## begin

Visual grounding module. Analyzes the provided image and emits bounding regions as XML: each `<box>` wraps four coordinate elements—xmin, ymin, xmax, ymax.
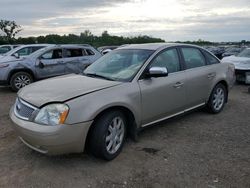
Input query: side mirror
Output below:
<box><xmin>147</xmin><ymin>67</ymin><xmax>168</xmax><ymax>77</ymax></box>
<box><xmin>12</xmin><ymin>53</ymin><xmax>20</xmax><ymax>59</ymax></box>
<box><xmin>36</xmin><ymin>59</ymin><xmax>44</xmax><ymax>69</ymax></box>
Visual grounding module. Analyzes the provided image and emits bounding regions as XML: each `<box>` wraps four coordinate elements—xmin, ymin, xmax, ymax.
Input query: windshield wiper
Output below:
<box><xmin>83</xmin><ymin>73</ymin><xmax>115</xmax><ymax>81</ymax></box>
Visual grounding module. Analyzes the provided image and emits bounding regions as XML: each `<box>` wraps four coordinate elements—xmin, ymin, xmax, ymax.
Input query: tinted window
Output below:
<box><xmin>0</xmin><ymin>46</ymin><xmax>11</xmax><ymax>54</ymax></box>
<box><xmin>150</xmin><ymin>49</ymin><xmax>180</xmax><ymax>73</ymax></box>
<box><xmin>204</xmin><ymin>51</ymin><xmax>219</xmax><ymax>65</ymax></box>
<box><xmin>66</xmin><ymin>49</ymin><xmax>83</xmax><ymax>57</ymax></box>
<box><xmin>41</xmin><ymin>49</ymin><xmax>62</xmax><ymax>59</ymax></box>
<box><xmin>16</xmin><ymin>47</ymin><xmax>32</xmax><ymax>56</ymax></box>
<box><xmin>86</xmin><ymin>49</ymin><xmax>95</xmax><ymax>55</ymax></box>
<box><xmin>32</xmin><ymin>46</ymin><xmax>44</xmax><ymax>53</ymax></box>
<box><xmin>84</xmin><ymin>49</ymin><xmax>154</xmax><ymax>81</ymax></box>
<box><xmin>182</xmin><ymin>48</ymin><xmax>206</xmax><ymax>69</ymax></box>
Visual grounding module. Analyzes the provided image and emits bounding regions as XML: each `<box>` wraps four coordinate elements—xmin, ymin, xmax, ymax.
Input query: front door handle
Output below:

## end

Exercise directions
Copy all of the material above word for word, leaving out the picture.

Expected answer
Visual grounding module. Analyzes the provided image and emits bounding regions as XML: each `<box>` wraps four coordinate elements—xmin, ymin, xmax, ymax.
Input query: side mirror
Output below:
<box><xmin>147</xmin><ymin>67</ymin><xmax>168</xmax><ymax>77</ymax></box>
<box><xmin>12</xmin><ymin>53</ymin><xmax>20</xmax><ymax>59</ymax></box>
<box><xmin>36</xmin><ymin>59</ymin><xmax>44</xmax><ymax>69</ymax></box>
Visual grounding module. Analyzes the provided image and emits bounding regions as XML: each `<box>` wraps four coordinate elements—xmin, ymin, xmax, ymax.
Input query: windshield wiper
Output below:
<box><xmin>83</xmin><ymin>73</ymin><xmax>115</xmax><ymax>81</ymax></box>
Visual grounding module. Analyzes the provided image and emits bounding regions as XML: each `<box>` wraps four coordinate elements—xmin, ymin, xmax, ymax.
Input query: tinted window
Output below:
<box><xmin>0</xmin><ymin>46</ymin><xmax>11</xmax><ymax>54</ymax></box>
<box><xmin>150</xmin><ymin>49</ymin><xmax>180</xmax><ymax>73</ymax></box>
<box><xmin>204</xmin><ymin>51</ymin><xmax>219</xmax><ymax>65</ymax></box>
<box><xmin>66</xmin><ymin>49</ymin><xmax>83</xmax><ymax>57</ymax></box>
<box><xmin>41</xmin><ymin>49</ymin><xmax>62</xmax><ymax>59</ymax></box>
<box><xmin>16</xmin><ymin>47</ymin><xmax>32</xmax><ymax>56</ymax></box>
<box><xmin>86</xmin><ymin>49</ymin><xmax>95</xmax><ymax>55</ymax></box>
<box><xmin>32</xmin><ymin>46</ymin><xmax>44</xmax><ymax>53</ymax></box>
<box><xmin>84</xmin><ymin>49</ymin><xmax>154</xmax><ymax>81</ymax></box>
<box><xmin>182</xmin><ymin>48</ymin><xmax>206</xmax><ymax>69</ymax></box>
Visual grounding module. Analyzes the provided image and emits bounding regions as XML: each `<box>` wraps four coordinate elements—xmin, ymin, xmax, ymax.
Input query: front door handle
Output below:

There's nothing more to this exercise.